- _GOAL_: Rewrite the material below, replacing each occurrence of "pixel coordinates" with "image coordinates" and leaving everything else as it is.

- _DATA SUPPLIED_:
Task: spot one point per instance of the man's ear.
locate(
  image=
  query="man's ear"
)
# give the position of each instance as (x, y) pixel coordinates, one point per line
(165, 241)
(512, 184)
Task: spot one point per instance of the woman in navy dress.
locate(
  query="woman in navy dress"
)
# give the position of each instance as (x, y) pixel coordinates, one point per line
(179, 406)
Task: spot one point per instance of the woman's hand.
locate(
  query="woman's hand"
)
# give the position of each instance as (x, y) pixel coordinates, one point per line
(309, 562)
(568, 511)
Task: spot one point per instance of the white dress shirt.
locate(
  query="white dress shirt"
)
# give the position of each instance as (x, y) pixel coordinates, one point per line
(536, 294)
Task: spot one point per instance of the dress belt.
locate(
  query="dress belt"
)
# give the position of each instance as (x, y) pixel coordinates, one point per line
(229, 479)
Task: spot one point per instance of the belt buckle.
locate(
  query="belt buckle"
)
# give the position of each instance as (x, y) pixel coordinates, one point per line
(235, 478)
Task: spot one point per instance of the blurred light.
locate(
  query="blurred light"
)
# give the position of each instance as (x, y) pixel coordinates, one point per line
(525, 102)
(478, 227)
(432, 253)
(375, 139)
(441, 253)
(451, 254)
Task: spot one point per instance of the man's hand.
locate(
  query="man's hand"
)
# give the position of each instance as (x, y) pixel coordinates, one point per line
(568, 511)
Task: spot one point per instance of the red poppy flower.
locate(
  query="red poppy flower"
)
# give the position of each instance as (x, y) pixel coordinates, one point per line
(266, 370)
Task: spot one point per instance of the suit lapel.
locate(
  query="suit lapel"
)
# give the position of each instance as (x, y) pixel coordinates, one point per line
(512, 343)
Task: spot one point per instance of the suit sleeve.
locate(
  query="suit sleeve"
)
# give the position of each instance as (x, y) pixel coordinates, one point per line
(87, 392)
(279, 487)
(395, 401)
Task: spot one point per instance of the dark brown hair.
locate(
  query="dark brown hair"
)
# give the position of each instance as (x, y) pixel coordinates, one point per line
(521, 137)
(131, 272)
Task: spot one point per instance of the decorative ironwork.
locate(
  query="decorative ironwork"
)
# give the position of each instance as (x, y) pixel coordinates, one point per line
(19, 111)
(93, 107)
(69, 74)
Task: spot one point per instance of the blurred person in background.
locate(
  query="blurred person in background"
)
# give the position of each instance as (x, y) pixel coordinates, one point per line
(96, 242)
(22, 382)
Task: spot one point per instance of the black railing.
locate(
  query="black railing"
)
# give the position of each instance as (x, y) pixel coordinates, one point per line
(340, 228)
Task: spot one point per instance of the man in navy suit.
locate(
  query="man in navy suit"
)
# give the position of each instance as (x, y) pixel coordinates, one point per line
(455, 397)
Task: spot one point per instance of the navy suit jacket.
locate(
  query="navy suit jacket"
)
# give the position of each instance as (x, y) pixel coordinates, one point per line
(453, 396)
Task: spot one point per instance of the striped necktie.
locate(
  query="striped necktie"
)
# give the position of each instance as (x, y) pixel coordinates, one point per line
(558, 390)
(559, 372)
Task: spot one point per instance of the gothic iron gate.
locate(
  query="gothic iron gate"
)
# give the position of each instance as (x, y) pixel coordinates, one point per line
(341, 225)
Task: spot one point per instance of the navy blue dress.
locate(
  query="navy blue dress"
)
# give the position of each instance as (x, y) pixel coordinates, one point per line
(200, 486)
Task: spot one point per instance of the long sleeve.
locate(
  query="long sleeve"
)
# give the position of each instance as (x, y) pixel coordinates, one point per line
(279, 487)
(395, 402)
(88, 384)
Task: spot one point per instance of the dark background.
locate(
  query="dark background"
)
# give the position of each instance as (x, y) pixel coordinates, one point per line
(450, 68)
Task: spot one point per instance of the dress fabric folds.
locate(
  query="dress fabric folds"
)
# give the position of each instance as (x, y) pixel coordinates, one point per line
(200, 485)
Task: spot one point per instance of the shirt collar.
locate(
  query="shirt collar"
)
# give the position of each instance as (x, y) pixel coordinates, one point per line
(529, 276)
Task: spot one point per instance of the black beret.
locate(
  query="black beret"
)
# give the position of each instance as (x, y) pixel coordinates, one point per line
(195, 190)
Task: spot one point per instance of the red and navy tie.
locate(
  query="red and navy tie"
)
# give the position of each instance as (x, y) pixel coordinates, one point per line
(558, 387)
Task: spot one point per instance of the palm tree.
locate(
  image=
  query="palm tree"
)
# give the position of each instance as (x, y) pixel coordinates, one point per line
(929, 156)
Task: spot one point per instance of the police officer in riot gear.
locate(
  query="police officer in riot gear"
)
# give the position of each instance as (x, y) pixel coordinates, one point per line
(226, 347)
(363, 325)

- _ANSWER TO THE TASK_:
Task: spot one point per instance of the man's ear.
locate(
  image=
  query="man's ear"
)
# give the position of each instance as (x, y) image coordinates, one point per line
(165, 241)
(512, 184)
Task: spot one point per instance of the woman in navy dress.
locate(
  query="woman in navy dress"
)
# give the position of each instance as (x, y) image coordinates, one point per line
(179, 406)
Task: spot one point per instance of the woman's hand.
locate(
  query="woman's hand"
)
# give the position of each instance as (x, y) image coordinates, one point per line
(309, 562)
(568, 511)
Task: spot one point per instance of the white dress shirt.
locate(
  query="white dress shirt"
)
# give the position of each instance as (x, y) image coordinates, one point per line
(536, 294)
Task: spot one point per instance of the dress belt.
locate(
  query="dress belt"
)
# give the position of each instance as (x, y) image coordinates, one point per line
(229, 479)
Task: spot one point per instance of the belt buckle.
locate(
  query="belt buckle"
)
# give the position of each instance as (x, y) image coordinates, one point per line
(235, 478)
Task: spot one point per instance of the blurred light.
locate(
  query="blurred light"
)
# give the position of each instance as (x, y) image coordinates, one point per line
(525, 102)
(478, 227)
(432, 253)
(375, 139)
(441, 253)
(451, 254)
Task: spot one point per instance of the man's hand.
locate(
  query="man's hand"
)
# give the position of each instance as (x, y) image coordinates, one point per line
(568, 511)
Task: spot one point per instance of the red poppy flower.
locate(
  query="red poppy flower"
)
# give the position of each instance as (x, y) image coordinates, one point per line
(266, 370)
Task: spot one point per instance of the suit lapel.
locate(
  query="suit lapel"
)
# give the position of each instance as (x, y) image coordinates, one point per line
(512, 343)
Task: spot one point per instance of the suit sleeve.
locate(
  query="suit sleeve"
)
# give the position of each instance as (x, y) image coordinates, one point per line
(87, 392)
(279, 487)
(395, 401)
Task: spot one point per instance of the dark brown hair.
locate(
  query="dark brown hair"
)
# give the position of each instance as (x, y) image coordinates, one point per line
(521, 137)
(131, 272)
Task: spot one point per instance of the decorative ironwork.
locate(
  query="decorative ironwork"
)
# give the position of each instance as (x, y) image coordinates, one point per line
(19, 111)
(93, 107)
(69, 74)
Task: spot one point per instance of the blurred person in background.
locate(
  query="blurred person in background"
)
# give the position of each instance as (x, y) image coordinates, one point per line
(96, 242)
(22, 382)
Task: spot one point per instance of the black railing.
locate(
  query="black railing"
)
# give the position of each instance as (x, y) image coordinates, one point per line
(340, 228)
Task: spot one point per instance of the man in navy suit.
locate(
  query="man in navy suit"
)
# give the position of each instance as (x, y) image coordinates, one point per line
(455, 397)
Task: spot one point per instance of the navy suit jacket.
locate(
  query="navy suit jacket"
)
# give the position of each instance as (x, y) image coordinates, one point per line
(453, 396)
Task: spot one point per instance of the striped necktie.
locate(
  query="striped necktie"
)
# give the position of each instance as (x, y) image coordinates, one point per line
(558, 390)
(559, 372)
Task: spot one point per instance of the gothic iron gate.
locate(
  query="gothic iron gate"
)
# give the position of each instance as (x, y) image coordinates, one point per line
(341, 225)
Task: spot one point per instance of the navy blue dress.
locate(
  query="navy blue dress"
)
# give the position of each instance as (x, y) image coordinates, one point per line
(200, 486)
Task: spot one point per instance of the long sleeve.
locate(
  query="long sleeve"
)
# give the position of each instance as (x, y) image coordinates, one point per line
(279, 487)
(395, 402)
(88, 384)
Task: spot one point per instance of the dark background.
locate(
  query="dark background"
)
# give the position of each instance as (x, y) image coordinates, one point per line
(450, 68)
Task: spot one point per instance of the dress fabric folds.
locate(
  query="dress fabric folds"
)
# give the position of each instance as (x, y) image coordinates, one point per line
(200, 485)
Task: spot one point per instance of the shirt collar.
locate(
  query="shirt collar"
)
# give the position of each instance as (x, y) image coordinates, one point per line
(529, 276)
Task: spot one point per instance of the black beret.
locate(
  query="black beret"
)
# give the position of each instance as (x, y) image coordinates, one point per line
(195, 190)
Task: spot one point per instance of the red and navy tie.
locate(
  query="red and navy tie"
)
# give the position of each instance as (x, y) image coordinates, one point per line
(558, 387)
Task: spot one point per instance of the palm tree.
locate(
  image=
  query="palm tree"
)
# give the position of each instance as (x, y) image coordinates, one point per line
(929, 156)
Task: spot one point per instance of the police officer in riot gear.
locate(
  query="police officer in riot gear"
)
# give the position of each instance as (x, y) image coordinates, one point per line
(226, 347)
(363, 325)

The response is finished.